Problem requirements> In the forum thread on polishing interior wood trim, which two polishes left one poster with crystal clear wood trim after Xerapol and Megs PlastX left holograms?

# Polish Interior Wood Trim with What?



## bimmerjam (Feb 26, 2009)

Any recommendation guys?

How to get rid of the small markings safely on the wood trim? Any special polish product? The wood trim (real wood) is coated for information.

Cheers


----------



## trhland (Sep 22, 2007)

i have the same thing in my truck . but itsnot real wood.id love to polish it but kinda afraid too. so ive just been wiping it down with a nice quick detailer with carnuaba wax. this shines it up .. its got swirls but 4 year old and wiping it down regularly does this cant be helped..


----------



## Planet Man (Apr 12, 2008)

Xerapol is your friend here. The wood has an acrylic layer:thumb:

Xerapol is an Acrylic polish designed exactly for this purpose

There is a bit of cheap stuff in the UK market at the moment. This stock is about 6 years old. Make sure you buy new stuff stuff over or around the £6.00 mark as it should come with polishing paper and cloths included.:thumb:


----------



## twoscoops (Mar 26, 2010)

Have a look at this thread mate, Clarke managed to use Autosol to bring his wood trim up really well!

http://www.detailingworld.co.uk/forum/showthread.php?t=171067

Cheers

Tim


----------



## RedDog (Mar 30, 2010)

Colly 476S is supposed to be good on wood and fine furniture according to the tin!:thumb:


----------



## RaceGlazer (Jan 10, 2007)

I have not had time to launch it yet with all the stuff about our Black Label, but Race Glaze now have a new product, Signature Series Wood Wax, which does what it says on the tin.


----------



## Planet Man (Apr 12, 2008)

RedDog said:


> Colly 476S is supposed to be good on wood and fine furniture according to the tin!:thumb:


It will be good as most Auto waxes would be however you need to get the scratches removed first:thumb:

Just as with paint, it is all in the prep


----------



## quattrogmbh (May 15, 2007)

I've just done exactly the same. I found that the clearcoat on the wood was actually quite soft. I tried Xerapol and the Megs PlastX, but both left holograms visible in sunlight.

I then tried a variety of the polishes I'd use on paint and found that both GTechniq P1 and Menzerna PO85RD finished down perfectly. I now have crystal clear wood trim.


----------



## twoscoops (Mar 26, 2010)

Personally the autosol route seemed like the easiest one step process and judging by the pictures, it left no holograms and a clear scratch free finish!


----------



## TOGWT (Oct 26, 2005)

Wood Trim
The ‘wood’ trim in most vehicles (some BMW, Lexus and Mercedes Benz models use real wood) which is protected with a urethane clear coat, polyurethane or a thin lacquer, which is very easily scratched. 
•	Clean with a chemical cleaner (Klasse All-In-One or Zaino Z-AIO) and then buff with a clean micro fibre towel
•	Remove scratches with a fine polish (Menzerna PO85RDor 3M Plastic Polish and Cleaner) 
•	Maintenance- use an anti-static plastic cleaner (Iz einszett ****pit Premium) which includes UV protection, alternate by using a clean damp micro fibre towel


----------

Raw data>
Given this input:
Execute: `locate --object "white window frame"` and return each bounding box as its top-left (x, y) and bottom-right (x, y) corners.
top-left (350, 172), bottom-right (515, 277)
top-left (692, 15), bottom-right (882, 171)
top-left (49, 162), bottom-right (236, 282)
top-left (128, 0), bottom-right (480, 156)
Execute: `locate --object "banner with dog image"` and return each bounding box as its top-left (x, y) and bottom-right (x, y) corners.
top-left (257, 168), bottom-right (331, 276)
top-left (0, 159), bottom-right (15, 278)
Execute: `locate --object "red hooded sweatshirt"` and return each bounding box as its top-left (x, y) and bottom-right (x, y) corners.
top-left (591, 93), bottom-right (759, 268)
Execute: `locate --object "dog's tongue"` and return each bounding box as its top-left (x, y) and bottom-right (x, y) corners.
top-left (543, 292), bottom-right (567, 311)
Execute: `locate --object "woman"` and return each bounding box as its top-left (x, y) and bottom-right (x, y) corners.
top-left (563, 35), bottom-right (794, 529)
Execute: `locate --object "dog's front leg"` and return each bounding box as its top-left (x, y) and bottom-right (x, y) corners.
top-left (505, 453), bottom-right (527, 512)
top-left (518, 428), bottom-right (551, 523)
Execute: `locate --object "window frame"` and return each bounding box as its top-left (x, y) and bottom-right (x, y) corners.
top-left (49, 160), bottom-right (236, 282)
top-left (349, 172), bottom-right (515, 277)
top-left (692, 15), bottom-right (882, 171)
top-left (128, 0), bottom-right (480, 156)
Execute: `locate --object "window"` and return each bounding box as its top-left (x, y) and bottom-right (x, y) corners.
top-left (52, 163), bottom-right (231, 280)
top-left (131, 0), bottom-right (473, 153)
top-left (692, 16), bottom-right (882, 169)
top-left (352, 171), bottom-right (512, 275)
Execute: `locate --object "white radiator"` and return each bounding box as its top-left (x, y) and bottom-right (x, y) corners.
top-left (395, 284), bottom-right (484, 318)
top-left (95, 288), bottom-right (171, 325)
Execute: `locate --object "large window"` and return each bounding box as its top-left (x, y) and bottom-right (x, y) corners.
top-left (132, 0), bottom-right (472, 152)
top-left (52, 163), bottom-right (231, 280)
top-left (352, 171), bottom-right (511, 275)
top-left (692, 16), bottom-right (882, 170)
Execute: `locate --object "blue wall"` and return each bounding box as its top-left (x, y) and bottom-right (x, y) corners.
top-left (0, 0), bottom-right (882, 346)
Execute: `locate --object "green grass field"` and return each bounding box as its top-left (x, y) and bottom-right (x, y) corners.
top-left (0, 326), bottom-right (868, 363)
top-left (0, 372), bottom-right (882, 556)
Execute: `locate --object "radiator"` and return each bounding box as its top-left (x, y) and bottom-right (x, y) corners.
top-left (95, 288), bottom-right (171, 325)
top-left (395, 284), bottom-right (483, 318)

Correct result> GTechniq P1 and Menzerna PO85RD.